BEGIN DOCUMENT EXCERPT
LoCicero has been playing Olivia on GENERAL HOSPITAL for the past two years and has been involved in many emotional and intense storylines. With some acting jobs you can detach yourself from your characters emotions, but it is harder on a daytime drama. “On a soap opera, where you don't have a hiatus, and you put yourself into this character for a long time, you don't really get to decompress from that connection,” she reveals. “There definitely have been times when I've been sitting eating dinner with my family and I burst into tears.”

Dominic Zamprogna joined the GH cast Olivia's son Dante last year. LoCicero also has a son in real life. Has she learned anything from playing Dante's mother than she could apply in her own life? “I think that it would be more the other way around,” she says. “My real motherhood has allowed me to play this character in a way I definitely couldn't have otherwise. I couldn't have understood the depth of care for another person you're in charge of.”

What would she like to see happen for Olivia in the future? “[Brandon Barash and I] want a 'Jolivia' love child,” she laughs. “We would love to do some fantasy music numbers. I would also like to explore Olivia being a bit of a maternal character to Sonny (Maurice Benard) as well. He's come to her in the past thinking that what he wants from her is sex. I think what he wants is to be seen and to be understood for what he was before. She's one of few people that can give that to him.”
END DOCUMENT EXCERPT
BEGIN RECORDS SHOWN
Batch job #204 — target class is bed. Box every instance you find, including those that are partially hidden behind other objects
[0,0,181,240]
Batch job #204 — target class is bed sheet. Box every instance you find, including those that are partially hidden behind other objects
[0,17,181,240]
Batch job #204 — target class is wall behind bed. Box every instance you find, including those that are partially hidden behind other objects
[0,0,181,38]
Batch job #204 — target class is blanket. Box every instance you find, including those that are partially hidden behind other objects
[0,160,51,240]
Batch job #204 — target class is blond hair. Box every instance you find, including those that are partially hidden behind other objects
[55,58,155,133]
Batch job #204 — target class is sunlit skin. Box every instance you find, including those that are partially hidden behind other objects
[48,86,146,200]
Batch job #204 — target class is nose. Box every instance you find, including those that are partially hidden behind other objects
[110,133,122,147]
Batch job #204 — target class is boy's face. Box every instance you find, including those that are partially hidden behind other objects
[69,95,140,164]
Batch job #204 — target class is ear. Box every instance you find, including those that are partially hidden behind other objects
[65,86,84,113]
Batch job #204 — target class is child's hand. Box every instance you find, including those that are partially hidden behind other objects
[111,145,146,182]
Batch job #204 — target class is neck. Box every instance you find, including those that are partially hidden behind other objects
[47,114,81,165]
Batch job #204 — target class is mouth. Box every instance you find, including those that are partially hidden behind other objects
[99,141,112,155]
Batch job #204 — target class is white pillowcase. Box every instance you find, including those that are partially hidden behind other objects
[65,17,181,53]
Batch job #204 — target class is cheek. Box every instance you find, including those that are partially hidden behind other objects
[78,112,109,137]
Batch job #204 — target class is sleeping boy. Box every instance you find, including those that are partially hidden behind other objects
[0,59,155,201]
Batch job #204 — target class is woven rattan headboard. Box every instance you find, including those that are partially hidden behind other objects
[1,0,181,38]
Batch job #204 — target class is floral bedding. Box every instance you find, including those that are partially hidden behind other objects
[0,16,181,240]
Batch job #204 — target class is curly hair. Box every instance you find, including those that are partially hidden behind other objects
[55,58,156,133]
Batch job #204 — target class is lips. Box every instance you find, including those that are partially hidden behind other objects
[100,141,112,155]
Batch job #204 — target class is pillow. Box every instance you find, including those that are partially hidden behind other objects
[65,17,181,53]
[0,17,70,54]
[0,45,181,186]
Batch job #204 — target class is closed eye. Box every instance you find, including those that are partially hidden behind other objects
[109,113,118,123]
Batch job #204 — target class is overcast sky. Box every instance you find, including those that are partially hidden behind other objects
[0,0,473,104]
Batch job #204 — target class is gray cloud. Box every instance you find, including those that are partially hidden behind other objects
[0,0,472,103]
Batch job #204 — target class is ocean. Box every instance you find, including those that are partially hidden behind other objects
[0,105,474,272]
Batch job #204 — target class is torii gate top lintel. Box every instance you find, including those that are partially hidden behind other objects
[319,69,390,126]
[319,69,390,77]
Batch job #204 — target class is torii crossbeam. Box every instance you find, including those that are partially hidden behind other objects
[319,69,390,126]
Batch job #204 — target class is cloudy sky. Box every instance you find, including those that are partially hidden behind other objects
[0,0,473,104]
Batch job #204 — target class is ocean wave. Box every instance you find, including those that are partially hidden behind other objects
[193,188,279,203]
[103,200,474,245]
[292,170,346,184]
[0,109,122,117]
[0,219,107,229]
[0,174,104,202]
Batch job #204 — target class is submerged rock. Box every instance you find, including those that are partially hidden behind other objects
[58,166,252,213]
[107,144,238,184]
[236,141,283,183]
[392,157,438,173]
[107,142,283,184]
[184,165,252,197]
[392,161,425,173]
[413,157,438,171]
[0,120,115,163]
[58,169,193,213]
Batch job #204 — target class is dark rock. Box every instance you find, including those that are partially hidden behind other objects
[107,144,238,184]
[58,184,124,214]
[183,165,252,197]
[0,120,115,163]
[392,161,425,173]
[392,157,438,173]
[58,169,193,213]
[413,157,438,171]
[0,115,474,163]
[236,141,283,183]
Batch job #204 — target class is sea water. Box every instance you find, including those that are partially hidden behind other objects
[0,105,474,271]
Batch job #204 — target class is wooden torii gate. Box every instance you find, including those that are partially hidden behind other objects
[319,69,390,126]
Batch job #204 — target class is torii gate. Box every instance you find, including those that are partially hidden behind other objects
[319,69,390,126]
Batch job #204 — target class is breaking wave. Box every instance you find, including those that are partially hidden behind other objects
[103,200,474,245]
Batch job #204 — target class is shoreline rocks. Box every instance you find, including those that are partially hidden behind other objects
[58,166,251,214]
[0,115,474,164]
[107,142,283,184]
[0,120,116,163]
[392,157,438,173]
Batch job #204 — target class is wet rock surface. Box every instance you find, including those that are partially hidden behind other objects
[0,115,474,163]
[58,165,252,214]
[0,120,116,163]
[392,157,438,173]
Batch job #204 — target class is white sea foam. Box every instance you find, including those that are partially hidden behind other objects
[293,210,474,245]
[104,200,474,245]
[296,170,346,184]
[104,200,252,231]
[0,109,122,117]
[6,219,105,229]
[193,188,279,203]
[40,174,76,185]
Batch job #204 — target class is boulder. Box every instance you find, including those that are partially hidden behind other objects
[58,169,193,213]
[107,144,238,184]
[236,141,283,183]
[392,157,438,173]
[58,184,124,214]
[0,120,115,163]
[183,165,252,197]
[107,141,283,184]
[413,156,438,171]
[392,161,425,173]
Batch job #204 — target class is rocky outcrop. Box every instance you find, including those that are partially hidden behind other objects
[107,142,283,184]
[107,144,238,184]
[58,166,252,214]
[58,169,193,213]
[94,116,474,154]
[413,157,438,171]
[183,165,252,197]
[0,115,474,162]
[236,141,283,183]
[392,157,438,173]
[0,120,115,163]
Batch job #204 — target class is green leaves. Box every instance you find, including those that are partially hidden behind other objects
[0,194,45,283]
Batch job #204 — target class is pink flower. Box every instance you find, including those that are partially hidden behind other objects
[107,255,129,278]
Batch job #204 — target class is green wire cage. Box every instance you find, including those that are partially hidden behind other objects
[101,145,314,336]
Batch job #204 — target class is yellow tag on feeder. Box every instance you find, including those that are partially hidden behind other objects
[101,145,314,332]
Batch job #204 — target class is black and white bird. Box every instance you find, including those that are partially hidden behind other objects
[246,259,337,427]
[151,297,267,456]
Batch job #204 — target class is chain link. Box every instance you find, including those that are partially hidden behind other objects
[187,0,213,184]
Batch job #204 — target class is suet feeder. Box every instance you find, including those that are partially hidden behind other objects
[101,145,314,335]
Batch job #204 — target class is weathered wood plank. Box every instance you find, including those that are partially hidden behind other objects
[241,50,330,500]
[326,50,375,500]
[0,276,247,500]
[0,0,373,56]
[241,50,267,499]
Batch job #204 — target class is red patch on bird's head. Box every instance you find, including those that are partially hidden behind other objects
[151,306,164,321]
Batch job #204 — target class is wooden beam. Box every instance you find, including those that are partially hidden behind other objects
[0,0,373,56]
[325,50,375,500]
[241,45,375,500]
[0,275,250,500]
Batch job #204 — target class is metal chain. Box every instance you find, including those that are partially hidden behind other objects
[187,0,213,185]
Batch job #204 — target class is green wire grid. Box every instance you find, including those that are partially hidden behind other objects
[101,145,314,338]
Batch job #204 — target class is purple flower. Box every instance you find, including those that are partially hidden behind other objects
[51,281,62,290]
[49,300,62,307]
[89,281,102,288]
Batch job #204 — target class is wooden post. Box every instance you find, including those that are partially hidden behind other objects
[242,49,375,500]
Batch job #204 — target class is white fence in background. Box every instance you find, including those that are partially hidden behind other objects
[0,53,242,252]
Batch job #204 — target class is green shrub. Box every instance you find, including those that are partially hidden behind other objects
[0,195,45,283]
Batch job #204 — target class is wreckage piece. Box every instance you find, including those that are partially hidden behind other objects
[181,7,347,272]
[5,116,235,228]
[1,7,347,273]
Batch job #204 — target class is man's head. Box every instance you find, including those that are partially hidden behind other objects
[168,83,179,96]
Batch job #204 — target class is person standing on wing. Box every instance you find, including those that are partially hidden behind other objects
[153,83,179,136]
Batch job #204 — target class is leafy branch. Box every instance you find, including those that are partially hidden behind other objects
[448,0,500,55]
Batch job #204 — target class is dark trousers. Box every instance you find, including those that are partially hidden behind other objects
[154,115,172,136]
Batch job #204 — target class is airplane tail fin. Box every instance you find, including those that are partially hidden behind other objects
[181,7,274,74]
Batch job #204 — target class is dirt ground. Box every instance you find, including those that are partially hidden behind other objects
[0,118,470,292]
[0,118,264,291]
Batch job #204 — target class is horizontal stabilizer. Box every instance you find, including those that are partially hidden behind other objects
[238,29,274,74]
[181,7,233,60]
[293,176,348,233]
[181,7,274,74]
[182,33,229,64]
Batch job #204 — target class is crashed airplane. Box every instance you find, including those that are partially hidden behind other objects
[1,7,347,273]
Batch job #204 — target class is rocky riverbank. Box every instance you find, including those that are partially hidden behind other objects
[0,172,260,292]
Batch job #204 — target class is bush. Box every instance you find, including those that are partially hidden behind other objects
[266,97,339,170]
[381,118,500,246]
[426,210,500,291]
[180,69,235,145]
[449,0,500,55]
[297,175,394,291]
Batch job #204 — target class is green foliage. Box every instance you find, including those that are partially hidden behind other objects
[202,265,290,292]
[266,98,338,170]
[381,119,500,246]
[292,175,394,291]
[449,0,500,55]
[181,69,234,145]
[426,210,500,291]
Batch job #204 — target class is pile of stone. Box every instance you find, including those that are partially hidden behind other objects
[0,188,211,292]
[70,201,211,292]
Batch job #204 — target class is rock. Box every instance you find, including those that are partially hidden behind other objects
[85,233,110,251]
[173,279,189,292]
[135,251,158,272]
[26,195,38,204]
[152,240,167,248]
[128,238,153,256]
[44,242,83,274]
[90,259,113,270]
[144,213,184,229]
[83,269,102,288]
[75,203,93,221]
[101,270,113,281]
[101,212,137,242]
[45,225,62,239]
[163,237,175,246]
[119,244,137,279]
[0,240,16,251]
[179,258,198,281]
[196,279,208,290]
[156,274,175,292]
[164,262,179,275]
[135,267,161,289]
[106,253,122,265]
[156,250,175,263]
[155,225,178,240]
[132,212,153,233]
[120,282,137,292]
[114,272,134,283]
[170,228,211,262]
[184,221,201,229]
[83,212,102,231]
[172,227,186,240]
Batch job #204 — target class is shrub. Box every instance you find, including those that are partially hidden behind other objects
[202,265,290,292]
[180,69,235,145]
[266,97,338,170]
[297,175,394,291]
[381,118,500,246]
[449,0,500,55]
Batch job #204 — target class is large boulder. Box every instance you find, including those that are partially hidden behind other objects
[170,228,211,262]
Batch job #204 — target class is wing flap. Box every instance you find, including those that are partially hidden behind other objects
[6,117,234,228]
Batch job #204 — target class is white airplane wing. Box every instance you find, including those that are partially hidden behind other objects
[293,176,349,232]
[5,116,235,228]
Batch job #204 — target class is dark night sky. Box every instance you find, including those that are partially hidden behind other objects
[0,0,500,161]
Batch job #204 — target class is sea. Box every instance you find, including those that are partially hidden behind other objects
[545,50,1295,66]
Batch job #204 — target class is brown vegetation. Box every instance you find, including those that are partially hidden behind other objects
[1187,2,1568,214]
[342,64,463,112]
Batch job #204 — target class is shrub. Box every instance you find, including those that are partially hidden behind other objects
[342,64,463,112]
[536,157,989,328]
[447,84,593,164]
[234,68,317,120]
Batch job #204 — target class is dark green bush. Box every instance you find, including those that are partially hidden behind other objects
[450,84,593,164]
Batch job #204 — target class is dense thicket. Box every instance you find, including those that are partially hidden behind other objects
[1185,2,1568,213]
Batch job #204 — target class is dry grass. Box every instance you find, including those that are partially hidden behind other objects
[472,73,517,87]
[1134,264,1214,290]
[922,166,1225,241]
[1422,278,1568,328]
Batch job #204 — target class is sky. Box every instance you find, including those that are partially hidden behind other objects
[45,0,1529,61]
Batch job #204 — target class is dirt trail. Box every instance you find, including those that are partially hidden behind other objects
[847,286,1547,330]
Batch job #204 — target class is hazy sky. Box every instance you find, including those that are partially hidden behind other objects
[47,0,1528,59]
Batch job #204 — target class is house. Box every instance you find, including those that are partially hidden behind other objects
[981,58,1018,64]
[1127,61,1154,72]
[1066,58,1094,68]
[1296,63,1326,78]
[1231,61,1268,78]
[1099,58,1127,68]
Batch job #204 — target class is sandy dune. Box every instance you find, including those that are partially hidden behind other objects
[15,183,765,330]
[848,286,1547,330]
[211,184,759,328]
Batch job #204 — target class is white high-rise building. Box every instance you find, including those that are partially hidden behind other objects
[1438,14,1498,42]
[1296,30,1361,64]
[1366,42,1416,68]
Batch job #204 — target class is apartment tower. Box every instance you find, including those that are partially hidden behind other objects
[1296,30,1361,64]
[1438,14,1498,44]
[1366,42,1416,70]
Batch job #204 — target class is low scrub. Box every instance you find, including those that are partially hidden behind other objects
END RECORDS SHOWN
ASSIGNMENT
Answer these questions using the excerpt about LoCicero's role as Olivia.
(a) For how long has LoCicero been playing Olivia on GENERAL HOSPITAL?
(b) What does LoCicero say her real motherhood has allowed her to do?
(c) Which actor plays Sonny?

REPLY TO THE EXERCISE
(a) For the past two years.
(b) It has allowed her to play Olivia in a way she definitely couldn't have otherwise.
(c) Maurice Benard.